DIRECTIVE: Below are some records; reproduce every one of them exactly.

= = = = =

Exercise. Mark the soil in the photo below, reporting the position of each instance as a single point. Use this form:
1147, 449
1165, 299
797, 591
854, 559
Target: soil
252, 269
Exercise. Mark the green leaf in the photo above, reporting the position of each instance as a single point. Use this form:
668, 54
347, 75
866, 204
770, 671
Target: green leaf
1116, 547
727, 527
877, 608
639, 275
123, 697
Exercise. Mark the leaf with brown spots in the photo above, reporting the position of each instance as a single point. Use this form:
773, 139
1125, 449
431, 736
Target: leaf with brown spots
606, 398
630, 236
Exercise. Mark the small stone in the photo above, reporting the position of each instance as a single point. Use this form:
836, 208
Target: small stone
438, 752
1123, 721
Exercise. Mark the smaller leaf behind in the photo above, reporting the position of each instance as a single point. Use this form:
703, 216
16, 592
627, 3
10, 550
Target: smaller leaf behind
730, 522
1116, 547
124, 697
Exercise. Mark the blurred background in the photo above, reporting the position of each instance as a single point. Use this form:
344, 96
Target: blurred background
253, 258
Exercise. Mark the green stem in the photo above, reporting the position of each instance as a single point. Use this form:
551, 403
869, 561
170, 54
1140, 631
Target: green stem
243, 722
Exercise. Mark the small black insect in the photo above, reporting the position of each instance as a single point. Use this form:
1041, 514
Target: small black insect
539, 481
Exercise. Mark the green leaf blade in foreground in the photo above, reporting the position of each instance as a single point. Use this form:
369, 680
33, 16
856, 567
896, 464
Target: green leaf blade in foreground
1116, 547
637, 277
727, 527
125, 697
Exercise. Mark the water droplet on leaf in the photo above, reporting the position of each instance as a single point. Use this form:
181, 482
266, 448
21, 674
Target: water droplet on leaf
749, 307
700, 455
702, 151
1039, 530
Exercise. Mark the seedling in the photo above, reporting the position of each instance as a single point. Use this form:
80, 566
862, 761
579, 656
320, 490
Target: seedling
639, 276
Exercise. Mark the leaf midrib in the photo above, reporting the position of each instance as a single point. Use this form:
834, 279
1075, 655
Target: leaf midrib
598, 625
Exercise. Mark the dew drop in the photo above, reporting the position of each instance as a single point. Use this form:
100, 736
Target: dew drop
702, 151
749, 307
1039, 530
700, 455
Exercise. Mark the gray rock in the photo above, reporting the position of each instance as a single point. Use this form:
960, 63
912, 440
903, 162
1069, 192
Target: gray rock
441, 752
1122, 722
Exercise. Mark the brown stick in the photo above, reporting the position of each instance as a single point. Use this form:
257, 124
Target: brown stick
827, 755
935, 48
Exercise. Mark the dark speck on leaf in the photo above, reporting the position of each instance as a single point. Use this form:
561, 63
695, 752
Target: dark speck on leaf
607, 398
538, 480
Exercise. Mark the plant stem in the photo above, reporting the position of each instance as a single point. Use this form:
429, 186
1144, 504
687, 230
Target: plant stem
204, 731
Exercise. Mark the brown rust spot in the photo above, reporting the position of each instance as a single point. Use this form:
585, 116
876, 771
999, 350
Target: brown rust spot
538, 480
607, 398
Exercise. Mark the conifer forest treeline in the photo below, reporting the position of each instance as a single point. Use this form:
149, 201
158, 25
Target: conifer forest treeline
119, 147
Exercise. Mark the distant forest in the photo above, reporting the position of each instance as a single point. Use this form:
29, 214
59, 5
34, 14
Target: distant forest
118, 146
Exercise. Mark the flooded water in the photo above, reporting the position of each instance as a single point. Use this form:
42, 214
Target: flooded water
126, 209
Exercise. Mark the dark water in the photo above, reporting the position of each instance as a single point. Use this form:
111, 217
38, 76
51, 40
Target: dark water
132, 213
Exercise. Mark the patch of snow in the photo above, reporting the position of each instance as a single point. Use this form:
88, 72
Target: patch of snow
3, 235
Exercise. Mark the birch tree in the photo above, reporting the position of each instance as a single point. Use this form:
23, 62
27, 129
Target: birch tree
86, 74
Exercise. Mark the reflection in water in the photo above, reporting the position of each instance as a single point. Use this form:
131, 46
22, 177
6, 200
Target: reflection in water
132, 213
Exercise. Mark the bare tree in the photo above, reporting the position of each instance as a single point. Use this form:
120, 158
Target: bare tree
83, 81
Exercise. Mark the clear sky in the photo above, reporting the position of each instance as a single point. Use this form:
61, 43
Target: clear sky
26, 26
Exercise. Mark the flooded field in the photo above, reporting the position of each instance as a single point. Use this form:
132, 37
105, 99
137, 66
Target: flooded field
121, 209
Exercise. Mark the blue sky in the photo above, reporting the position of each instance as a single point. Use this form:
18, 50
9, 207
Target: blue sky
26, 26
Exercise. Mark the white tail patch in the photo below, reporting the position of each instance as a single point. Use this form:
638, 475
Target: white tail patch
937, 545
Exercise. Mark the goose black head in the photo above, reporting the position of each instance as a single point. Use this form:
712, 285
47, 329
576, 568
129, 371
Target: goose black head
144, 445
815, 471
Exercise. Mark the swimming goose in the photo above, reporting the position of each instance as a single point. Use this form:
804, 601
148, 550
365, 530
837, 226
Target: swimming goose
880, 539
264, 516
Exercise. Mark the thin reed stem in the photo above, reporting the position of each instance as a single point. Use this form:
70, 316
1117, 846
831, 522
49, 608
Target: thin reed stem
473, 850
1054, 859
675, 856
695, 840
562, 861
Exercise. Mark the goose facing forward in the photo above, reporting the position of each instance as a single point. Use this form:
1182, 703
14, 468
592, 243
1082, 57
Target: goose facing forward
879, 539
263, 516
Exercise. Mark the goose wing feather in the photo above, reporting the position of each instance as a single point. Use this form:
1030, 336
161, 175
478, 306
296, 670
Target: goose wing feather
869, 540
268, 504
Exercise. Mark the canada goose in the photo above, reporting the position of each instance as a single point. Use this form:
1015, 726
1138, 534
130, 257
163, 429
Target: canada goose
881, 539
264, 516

= = = = =

EXERCISE RESPONSE:
Exercise. Mark the soil in the photo below, reporting the position of each instance as a single point. Use this form:
1147, 449
1165, 299
797, 591
854, 559
Target: soil
252, 269
Exercise. Mark the green leaf in the photo above, reporting the position of each instance as a single point. Use this form:
668, 54
347, 75
866, 204
770, 671
Target: green leaf
1116, 547
727, 527
877, 608
639, 275
123, 697
Exercise. Mark the leaf with brown spots in the photo above, reporting the position of each instance as a single point. Use this form:
773, 139
1125, 449
431, 736
Target: leaf with brown spots
606, 398
630, 236
Exercise. Mark the small stone in the photo above, reporting the position of each instance as a single point. Use this form:
836, 208
Target: small stone
438, 752
1123, 721
Exercise. Mark the smaller leaf behind in the photo above, reporting the position of each instance as a single point. Use this form:
703, 216
16, 592
627, 3
10, 550
Target: smaller leaf behind
730, 522
1116, 547
124, 697
Exercise. Mark the blurred background in the photo above, reporting the position of each instance as a single point. Use this form:
344, 96
Target: blurred background
253, 258
Exercise. Mark the green stem in the photo above, reporting the position of each instance as a single point. Use this form:
551, 403
869, 561
170, 54
1140, 631
Target: green stem
243, 722
Exercise. Mark the small black insect in the photo above, reporting the position of each instance as a single point. Use this form:
1041, 514
Target: small black insect
539, 481
Exercise. Mark the green leaf blade in foreground in the photo above, reporting the position of each instance as a single point. Use this form:
369, 680
33, 16
856, 567
896, 464
Target: green leaf blade in foreground
1116, 547
637, 277
727, 527
125, 697
Exercise. Mark the water droplet on leaf in the photo above, reporting the position of each instance as a single point. Use this form:
181, 482
266, 448
21, 674
Target: water droplet on leaf
749, 307
700, 455
702, 151
1039, 530
Exercise. Mark the seedling in the photo above, reporting the position of each instance as a single point. Use this form:
80, 566
862, 761
579, 656
320, 490
Target: seedling
639, 276
Exercise. Mark the leaf midrib in the photo above, reporting the position of each instance as a single point. Use this form:
834, 279
1075, 655
Target: leaf midrib
598, 625
Exercise. Mark the dew drop in the photo above, reporting the position of each instance as a single point. Use this form:
100, 736
Target: dew drop
702, 151
749, 307
1039, 530
700, 455
Exercise. Mark the gray rock in the photo above, reporting the position of each instance as a single point. Use this form:
960, 63
912, 440
903, 162
1069, 192
Target: gray rock
441, 752
1122, 722
Exercise. Mark the brown stick in the photo above, reporting the position of each instance as a single point. Use this form:
257, 124
Target: brown stick
827, 755
935, 48
Exercise. Mark the dark speck on leaf in the photo above, reporting the position of each instance as a single point. Use this form:
561, 63
695, 752
Target: dark speck on leaf
607, 398
538, 480
Exercise. Mark the plant stem in the photo above, reporting the position of each instance as a single point. Use this form:
429, 186
1144, 504
687, 230
Target: plant stem
204, 731
Exercise. Mark the brown rust spot in the photo above, reporting the position of each instance as a single point. Use this form:
585, 116
876, 771
999, 350
Target: brown rust spot
538, 480
607, 398
Exercise. Mark the conifer forest treeline in the photo below, reporting the position of each instance as a single point. Use this form:
149, 201
158, 25
Target: conifer forest treeline
119, 147
Exercise. Mark the distant forest in the photo above, reporting the position of each instance as a single point. Use this form:
29, 214
59, 5
34, 14
Target: distant forest
118, 146
Exercise. Mark the flooded water in the photo above, reporting the position of each instance as a single point. Use this form:
42, 214
Target: flooded water
126, 209
Exercise. Mark the dark water in the photo above, reporting the position of each instance as a single point. Use this form:
111, 217
38, 76
51, 40
Target: dark water
132, 213
Exercise. Mark the patch of snow in the photo above, reporting the position of each instance as a single point. Use this form:
88, 72
Target: patch of snow
3, 235
Exercise. Mark the birch tree in the photo above, reporting the position of each instance as a single point. Use this form:
23, 62
27, 129
Target: birch tree
86, 74
Exercise. Mark the reflection in water in the photo above, reporting the position of each instance as a single point. Use this form:
131, 46
22, 177
6, 200
Target: reflection in water
132, 213
Exercise. Mark the bare tree in the photo above, reporting the position of each instance as a single point. Use this form:
120, 158
Target: bare tree
83, 81
Exercise. Mark the clear sky in the photo above, reporting the position of each instance as a single point. Use this form:
61, 43
Target: clear sky
26, 26
Exercise. Mark the flooded field in the photo above, reporting the position of each instance as a single point. Use this form:
132, 37
105, 99
137, 66
Target: flooded field
121, 209
Exercise. Mark the blue sky in the photo above, reporting the position of each instance as a single point. Use this form:
18, 50
9, 207
Target: blue sky
26, 26
Exercise. Mark the white tail patch in the photo below, reporting the position of each instance as a single point. Use this form:
638, 475
Target: white tail patch
937, 545
Exercise. Mark the goose black head in the photo above, reporting the position of each instance as a single point. Use this form:
712, 285
47, 329
576, 568
129, 371
Target: goose black head
144, 445
815, 471
Exercise. Mark the swimming goose in the photo above, reporting the position of each instance as a single point. Use this form:
804, 601
148, 550
365, 530
837, 226
Target: swimming goose
880, 539
264, 516
Exercise. Mark the thin reed stem in the photo above, reporting the position of each instance as a single point. Use this form:
70, 316
1117, 846
831, 522
49, 608
Target: thin reed stem
473, 850
1054, 859
675, 856
695, 840
562, 861
Exercise. Mark the goose facing forward in the photo above, reporting the position of each instance as a single point. Use this form:
1182, 703
14, 468
592, 243
1082, 57
Target: goose facing forward
879, 539
263, 516
Exercise. Mark the goose wing feather in the photo above, reporting the position of each instance as a single point. Use this form:
1030, 336
161, 175
478, 306
296, 670
Target: goose wing feather
869, 540
268, 504
Exercise. Mark the canada goose in the photo above, reporting the position of each instance as a single point. Use this form:
1015, 726
1138, 534
130, 257
163, 429
Target: canada goose
881, 539
264, 516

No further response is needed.